• Texto proporcionado:

>>>

La guerra, otra vez

 

Me he despertado angustiado por una pesadilla. Al tomar conciencia de que había sido un sueño, la recordaba con cierta claridad: estaba en un parque de Pozuelo, no lejos de casa, con mi mujer y mis dos hijas, que eran más pequeñas de lo que son ahora. Estábamos sentados en el césped. Mirábamos al cielo y veíamos avionetas haciendo acrobacias. Eran de esas pequeñas que despegan y aterrizan en el aeródromo de Cuatro Vientos. Se esquivaban con gracia las unas a las otras y jugaban en el aire haciendo serpentinas y volteretas, simulando que se abrazaban entre sí. Me han recordado a esos soldados con sus uniformes coloridos e impolutos que algunos pintores vanguardistas pintaron al comienzo de la Gran Guerra, antes de conocer los horrores que provocaría, soldaditos que parecían de plomo, producidos para que jueguen los niños. Los vi en algún cuadro, quizá de Paul Klee, en una exposición celebrada en el Museo Thyssen hace muchos años. De pronto, en mi pesadilla nocturna, la perspectiva cambiaba, aunque en el recuerdo del sueño todo parecía tener una continuidad indisoluble. Le decía, nervioso, a mi mujer: “parecen ejercicios militares”. El tipo de aviones era otro y, de repente, un helicóptero fuertemente armado, con sus puertas abiertas y soldados dispuestos a saltar, pertrechados de ametralladoras, como los hemos visto tantas veces en las películas, se posaba sobre un tejado. Al apoyarse se oía un fuerte golpe que se mezclaba con el gran estruendo que producían las aspas. Parecía inminente que iban a disparar. Cogí a mi mujer y a mi hija pequeña de la mano y corrimos despavoridos para situarnos detrás de un edificio. Allí instalados, mirábamos intranquilos y excitados a uno y otro lado del bloque de viviendas por si aparecían los militares. No sabíamos qué hacer, por dónde sería mejor huir, aquél no parecía un lugar seguro. Mi hija mayor ya no estaba con nosotros, pero no podía precisar si se había ido o se había quedado en el parque. Esto incrementaba la preocupación y la angustia. En ese momento me desperté. Aún no había sonado ni un solo tiro.

<<<

• Datos listados:

>>>

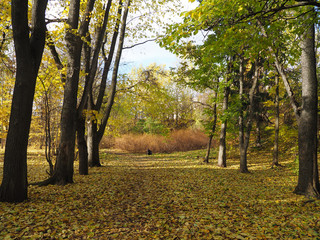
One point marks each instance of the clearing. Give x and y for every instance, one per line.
x=164, y=196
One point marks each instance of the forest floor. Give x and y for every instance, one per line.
x=164, y=196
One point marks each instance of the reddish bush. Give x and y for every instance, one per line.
x=179, y=140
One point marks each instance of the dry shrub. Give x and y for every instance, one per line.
x=178, y=140
x=107, y=141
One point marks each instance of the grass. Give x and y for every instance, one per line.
x=165, y=196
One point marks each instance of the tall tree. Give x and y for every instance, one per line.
x=308, y=181
x=63, y=170
x=279, y=19
x=28, y=48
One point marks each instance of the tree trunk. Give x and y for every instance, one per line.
x=206, y=159
x=222, y=156
x=214, y=124
x=276, y=127
x=242, y=147
x=308, y=181
x=82, y=147
x=93, y=144
x=98, y=134
x=245, y=129
x=28, y=51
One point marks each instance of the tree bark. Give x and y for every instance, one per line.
x=308, y=180
x=276, y=127
x=82, y=147
x=214, y=124
x=98, y=134
x=245, y=129
x=222, y=156
x=28, y=58
x=63, y=171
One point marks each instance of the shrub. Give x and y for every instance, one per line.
x=178, y=140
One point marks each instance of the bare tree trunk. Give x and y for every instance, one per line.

<<<

• Objetivo del ejercicio: Explica, en una a tres oraciones, por qué crecieron la preocupación y la angustia del narrador cuando la familia se refugió detrás del edificio, según el texto proporcionado. Los datos no hacen falta para este ejercicio.

• Respuesta: Crecieron porque su hija mayor ya no estaba con ellos y él no podía precisar si se había ido o si se había quedado en el parque.